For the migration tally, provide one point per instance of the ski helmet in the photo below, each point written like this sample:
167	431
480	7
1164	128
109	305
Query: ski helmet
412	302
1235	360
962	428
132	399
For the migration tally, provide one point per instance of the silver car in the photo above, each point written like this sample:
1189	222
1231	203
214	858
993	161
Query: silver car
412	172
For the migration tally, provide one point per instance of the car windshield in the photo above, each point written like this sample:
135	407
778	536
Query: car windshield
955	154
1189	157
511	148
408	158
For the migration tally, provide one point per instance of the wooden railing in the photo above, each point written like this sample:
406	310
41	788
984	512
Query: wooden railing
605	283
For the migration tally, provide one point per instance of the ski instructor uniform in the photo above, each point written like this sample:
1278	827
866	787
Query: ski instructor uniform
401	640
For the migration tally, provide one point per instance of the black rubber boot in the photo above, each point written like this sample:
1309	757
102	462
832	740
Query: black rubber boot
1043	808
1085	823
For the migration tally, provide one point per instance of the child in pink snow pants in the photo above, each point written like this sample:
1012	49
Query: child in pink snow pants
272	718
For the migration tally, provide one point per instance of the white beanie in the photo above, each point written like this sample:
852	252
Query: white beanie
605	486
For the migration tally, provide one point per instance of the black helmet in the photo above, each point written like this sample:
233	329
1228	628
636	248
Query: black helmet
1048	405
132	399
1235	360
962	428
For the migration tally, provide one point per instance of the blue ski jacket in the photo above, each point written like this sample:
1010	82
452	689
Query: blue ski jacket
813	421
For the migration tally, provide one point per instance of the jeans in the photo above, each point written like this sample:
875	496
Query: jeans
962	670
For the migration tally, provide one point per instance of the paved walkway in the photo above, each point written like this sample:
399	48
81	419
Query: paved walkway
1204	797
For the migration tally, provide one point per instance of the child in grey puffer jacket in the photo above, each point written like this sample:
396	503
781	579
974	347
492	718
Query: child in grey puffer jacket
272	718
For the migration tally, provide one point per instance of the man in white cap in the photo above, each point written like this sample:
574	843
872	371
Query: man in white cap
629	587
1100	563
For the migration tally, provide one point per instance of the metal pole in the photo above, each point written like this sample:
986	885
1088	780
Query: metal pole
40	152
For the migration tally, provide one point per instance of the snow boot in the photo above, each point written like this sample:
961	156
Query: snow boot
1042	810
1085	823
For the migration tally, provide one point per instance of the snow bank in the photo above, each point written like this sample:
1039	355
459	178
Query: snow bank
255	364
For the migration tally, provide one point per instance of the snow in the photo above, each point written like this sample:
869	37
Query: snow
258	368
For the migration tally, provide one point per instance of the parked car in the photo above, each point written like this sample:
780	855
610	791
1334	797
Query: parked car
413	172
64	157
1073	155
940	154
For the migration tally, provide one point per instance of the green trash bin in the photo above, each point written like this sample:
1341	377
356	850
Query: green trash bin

+--

= Work instructions =
Arrange every line of the rows above as a Markdown table with two columns, Number and Text. Number each line in order and leave out blank lines.

= Final answer =
| Number | Text |
|---|---|
| 1 | For the migration tally, provide one point per instance of the ski helmet in the photo below, each point written like this sample: |
| 2 | 167	431 |
| 3 | 480	7 |
| 4 | 1164	128 |
| 5 | 109	305 |
| 6 | Query: ski helmet |
| 7 | 412	302 |
| 8 | 1235	360 |
| 9 | 962	428 |
| 10 | 132	399 |
| 11 | For the migration tally, provide one point per instance of the silver car in the photo above, each point written like this sample: |
| 12 | 1189	222 |
| 13 | 1231	203 |
| 14 | 214	858 |
| 15 | 993	161 |
| 16 | Query: silver car |
| 17 | 412	172 |
| 18 | For the migration tally, provide one point per instance of the car windshield in the photo above, each point written like this sample: |
| 19 | 135	407 |
| 20 | 778	536 |
| 21 | Query: car windshield |
| 22 | 955	154 |
| 23 | 1189	157 |
| 24 | 511	148 |
| 25 | 408	158 |
| 26 | For the migration tally, provide one point per instance of the wooden railing in the photo above, each point written like this sample: |
| 27 | 406	310 |
| 28 | 41	788 |
| 29 | 984	512 |
| 30 | Query: wooden railing |
| 31 | 605	283 |
| 32 | For the migration tally, provide one point per instance of the ski instructor uniform in the photo above, each point written like this sample: |
| 33 | 1278	827 |
| 34 | 866	787 |
| 35 | Query: ski instructor uniform |
| 36 | 401	640 |
| 37 | For the migration tally, provide one point per instance of the black rubber boot in the photo above, each point written like this sample: |
| 38 | 1309	757 |
| 39 | 102	462 |
| 40 | 832	740 |
| 41 | Query: black rubber boot |
| 42 | 1043	808 |
| 43 | 1085	823 |
| 44 | For the migration tally, provide one point per instance of the child in pink snow pants in the photo above, each point written like this sample: |
| 45 | 1012	49 |
| 46 | Query: child in pink snow pants |
| 47 | 272	718 |
| 48 | For the migration tally, provide one point per instance of the white beanie in the photo above, each point written like this sample: |
| 49 | 852	252 |
| 50 | Query: white beanie |
| 51 | 605	486 |
| 52 | For the migration tally, provide one point per instance of the black helmet in the photo above, each point written like this sample: |
| 53 | 233	329 |
| 54 | 1228	628 |
| 55 | 636	248 |
| 56 | Query: black helmet |
| 57 | 1048	405 |
| 58 | 132	399 |
| 59 | 1235	360 |
| 60 | 962	428 |
| 61 | For the migration tally, provide one point per instance of the blue ski jacket in the photo above, each point written like this sample: |
| 62 | 1010	82 |
| 63 | 452	689 |
| 64 | Query: blue ski jacket |
| 65 | 813	421 |
| 66 | For the migration tally, provide one point per instance of the jeans in the photo above, each point written like this sample: |
| 67 | 875	496 |
| 68 | Query: jeans |
| 69 | 962	670 |
| 70 | For the migration tally, provide one point per instance of the paved walkway in the photo above, each point written like this sample: |
| 71 | 399	48 |
| 72 | 81	419 |
| 73 | Query: paved walkway |
| 74 | 1204	797 |
| 75 | For the migration tally, provide one point per instance of the child in grey puffer jacket in the photo above, each point written like this sample: |
| 76 | 396	503 |
| 77 | 781	579 |
| 78 | 974	347 |
| 79 | 492	718 |
| 80 | Query: child in grey puffer jacket |
| 81 | 272	718 |
| 82 | For the migration tally, provide one point per instance of the man in white cap in the photo above, each point written like this sample: |
| 83 | 574	843 |
| 84 | 872	371 |
| 85 | Query: man in white cap |
| 86 | 629	587 |
| 87 | 1100	563 |
| 88 | For the migration tally, provide one point per instance of the metal pole in the photo above, each point written like this sample: |
| 89 | 986	885 |
| 90 | 1088	780 |
| 91 | Query: metal pole |
| 92 | 40	152 |
| 93 | For the migration tally, provide one point per instance of the snow boot in the photo above, each point written like this sample: |
| 94 | 961	156 |
| 95 | Query: snow boot |
| 96 | 1042	810 |
| 97 | 1085	823 |
| 98 | For the migration tally, provide one point per instance of the snow bank in the photo above, each point written like this sample: |
| 99 | 1039	355 |
| 100 | 459	178 |
| 101 | Query: snow bank |
| 102 | 255	364 |
| 103 | For the migration tally, provide one point per instance of the snow in the photo above, each point written like this sample: |
| 104 | 869	37 |
| 105 | Query: snow |
| 106 | 258	368 |
| 107 | For the migration tally, provide one point per instance of the parked car in the photo above, each point written like this sample: |
| 108 | 780	855 |
| 109 | 610	791 |
| 110 | 1334	797 |
| 111 | Query: parked car |
| 112 | 413	172 |
| 113 | 64	157 |
| 114 | 1073	155 |
| 115 | 940	154 |
| 116 | For the migration tally, provide one point per instance of the green trash bin in the photo above, each point written like this sample: |
| 117 | 1341	377 |
| 118 | 356	850 |
| 119 | Query: green trash bin |